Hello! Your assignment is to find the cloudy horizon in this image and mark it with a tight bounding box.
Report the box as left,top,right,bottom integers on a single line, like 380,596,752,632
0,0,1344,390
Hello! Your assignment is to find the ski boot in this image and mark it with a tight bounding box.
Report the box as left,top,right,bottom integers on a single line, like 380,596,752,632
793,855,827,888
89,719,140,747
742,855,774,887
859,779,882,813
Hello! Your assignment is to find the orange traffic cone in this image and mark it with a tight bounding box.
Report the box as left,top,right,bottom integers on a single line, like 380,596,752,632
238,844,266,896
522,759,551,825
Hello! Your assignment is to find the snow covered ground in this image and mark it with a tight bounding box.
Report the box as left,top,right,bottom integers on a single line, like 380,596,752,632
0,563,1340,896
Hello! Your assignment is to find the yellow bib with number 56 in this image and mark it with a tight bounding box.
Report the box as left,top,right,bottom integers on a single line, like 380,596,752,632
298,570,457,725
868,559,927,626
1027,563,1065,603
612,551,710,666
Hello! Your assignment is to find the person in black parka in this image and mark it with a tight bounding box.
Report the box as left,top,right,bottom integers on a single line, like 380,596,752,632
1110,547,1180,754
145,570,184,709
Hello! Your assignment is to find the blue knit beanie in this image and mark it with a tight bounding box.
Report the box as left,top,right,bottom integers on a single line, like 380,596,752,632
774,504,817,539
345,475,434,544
_____
Reproduce the listing verbatim, starting at the line that contains "Hello! Your assignment is to find the ski" and ending at the final line of the listing.

* **Output of the exercise**:
Hello! Your assignment is to find the ski boot in this image and mark it with a tight bounding box.
Report the box as left,top,right,bottom integers on a single line, like 380,596,752,632
793,855,827,888
89,719,140,747
742,855,774,887
859,779,882,813
Hello! Your assignment is to find the orange traffic cone in this image and mark it with a tight bounding box.
Report the box as left,top,right,bottom integers on a single line, like 380,596,752,632
238,844,266,896
522,759,551,825
Hello! Your assignment is to find the snow covered ground in this image and mark it with a tight bounding box.
Report the box as left,top,right,bottom integers on a single line, like 380,596,752,632
0,563,1340,896
Hello! Your assignment is to find the yellow bib with number 56 in this image and mark it with a tight bounding box.
Report the box as left,top,right,bottom integers on a single line, like 380,596,752,632
298,570,457,725
868,559,927,626
1027,563,1065,603
612,551,710,666
Hello! Your assignment is to find the person in black parka in this image and mark it with a tight bounding box.
Report the box as left,top,right,bottom integers on a single line, like 380,596,752,632
1110,547,1180,754
145,570,184,709
Hello! Your assignment is to find the blue knit beanie in this image and mark it with a tight bounding box.
Report the box as left,top,right,bottom integers on a single line, like 380,596,752,632
774,504,817,539
345,475,434,544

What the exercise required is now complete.